Agence France-Presse, New Zealand Herald – 2005-03-20 08:14:58
Global Annti-war day
Times of Oman / Agence France-Presse
LONDON — Tens of thousands of people marched through European cities yesterday, banging drums, waving banners and posters denouncing the “war on terror” on the second anniversary of the US-led invasion of Iraq.
In London, pictures of US President George W. Bush under the title “World’s Number One Terrorist” and banners saying “No War in Iran” mingled with others warning British Prime Minister Tony Blair that people would not vote for him in a general election expected in May due to his support for the invasion.
“Hey! Ho! Bush and Blair have got to go!” the protesters chanted as they moved from Hyde Park to Trafalgar Square, depositing a make-shift black coffin emblazoned with the words “100,000 dead” outside the US Embassy en route.
Some 25,000 people turned out in protest at the Iraq invasion and other elements of the US-led war on terror, according to final police estimates, while the organisers put the figure at up to 150,000.
“This shows that the British people are still very angry about the occupation of Iraq and determined that there should be no more wars in the Middle East with British support,” Andrew Murray, who heads the Stop The War Coalition — the action group that organised the event — said.

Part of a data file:
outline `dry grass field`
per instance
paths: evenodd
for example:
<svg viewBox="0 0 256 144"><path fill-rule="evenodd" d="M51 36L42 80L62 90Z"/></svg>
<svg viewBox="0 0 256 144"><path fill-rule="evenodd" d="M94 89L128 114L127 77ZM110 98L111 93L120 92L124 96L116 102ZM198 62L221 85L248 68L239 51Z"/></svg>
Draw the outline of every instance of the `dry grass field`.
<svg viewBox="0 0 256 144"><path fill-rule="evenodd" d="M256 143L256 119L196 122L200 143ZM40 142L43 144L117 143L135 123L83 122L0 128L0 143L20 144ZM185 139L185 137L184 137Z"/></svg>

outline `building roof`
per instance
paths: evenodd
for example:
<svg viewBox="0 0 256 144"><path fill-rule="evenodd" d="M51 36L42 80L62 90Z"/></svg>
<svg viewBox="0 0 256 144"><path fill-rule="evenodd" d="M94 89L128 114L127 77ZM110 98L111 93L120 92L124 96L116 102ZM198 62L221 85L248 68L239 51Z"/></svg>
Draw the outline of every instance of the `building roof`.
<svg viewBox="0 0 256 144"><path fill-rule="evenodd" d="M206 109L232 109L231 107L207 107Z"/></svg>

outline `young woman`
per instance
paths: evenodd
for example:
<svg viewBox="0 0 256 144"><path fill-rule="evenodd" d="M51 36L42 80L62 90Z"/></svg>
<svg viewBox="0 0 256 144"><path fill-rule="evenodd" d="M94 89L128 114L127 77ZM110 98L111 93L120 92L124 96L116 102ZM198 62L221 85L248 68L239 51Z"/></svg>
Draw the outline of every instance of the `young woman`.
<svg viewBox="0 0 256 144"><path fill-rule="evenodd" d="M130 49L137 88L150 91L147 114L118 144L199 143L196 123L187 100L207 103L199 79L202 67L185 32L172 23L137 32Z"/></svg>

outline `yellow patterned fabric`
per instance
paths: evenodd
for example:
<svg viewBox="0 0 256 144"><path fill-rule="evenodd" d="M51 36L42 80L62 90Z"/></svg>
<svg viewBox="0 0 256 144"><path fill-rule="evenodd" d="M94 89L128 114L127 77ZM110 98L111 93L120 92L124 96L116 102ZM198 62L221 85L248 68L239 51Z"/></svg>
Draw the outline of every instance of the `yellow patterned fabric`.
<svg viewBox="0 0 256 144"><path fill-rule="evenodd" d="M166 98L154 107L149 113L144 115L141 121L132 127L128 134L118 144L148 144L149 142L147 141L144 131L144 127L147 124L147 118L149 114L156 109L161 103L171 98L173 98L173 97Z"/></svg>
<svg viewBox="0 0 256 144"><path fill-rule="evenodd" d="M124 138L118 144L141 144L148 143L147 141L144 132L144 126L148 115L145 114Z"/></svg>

Tasks to complete:
A. Answer these questions using the article on the anti-war marches:
(i) Between which two London locations did the protesters march?
(ii) What was the final police estimate of the turnout?
(iii) Which group organized the event?
B. Name every person the article on the anti-war marches mentions by name.
C. Continue the article on the anti-war marches from where it stops.

Results:
A.
(i) From Hyde Park to Trafalgar Square.
(ii) Some 25,000 people.
(iii) The Stop The War Coalition.

B. George W. Bush, Tony Blair, Andrew Murray

C.
In Rome, several thousand people took to the streets, some of them demanding the immediate return of the 3,000 Italian troops in Iraq. Prime Minister Silvio Berlusconi this week said the troops would start heading home in September, only to backtrack following a phone call from the US president.
Around 1,000 demonstrators also marched from downtown Stockholm to the US Embassy, after listening to speeches by anti-war lawmakers. “Sweden, with its need to export arms, keeps quiet and collaborates,” charged Green Party deputy Lotta Hedstroem.
Police in Athens said 2,000 demonstrators had marched in the city centre, where they attended a rock concert and heard an address by Sue Niederer, the mother of an American soldier killed in Iraq.
In Poland, where three out of four people oppose the deployment of Polish troops in Iraq, only 500 protesters marched in Warsaw past the US Embassy and the offices of President Aleksander Kwasniewski.
Protests also took place took place in Ankara, Istanbul and Adana, attracting crowds of several hundred. Turkey refused the United States access to the country to attack bordering Iraq ahead of the war.
In New York, police made dozens of arrests as thousands of anti-war demonstrators, some carrying flag-draped coffins, marched yesterday to mark the second anniversary of the US-led invasion of Iraq.
While a crowd of several thousand people gathered for a rally in Manhattan’s Central Park, hundreds more took part in isolated acts of organised civil disobedience that targetted army recruiting stations around the city.
More than 300 demonstrators listened to anti-war speeches near the United Nations and then marched to Times Square, carrying dozens of cardboard coffins draped in black cloth or the American flag.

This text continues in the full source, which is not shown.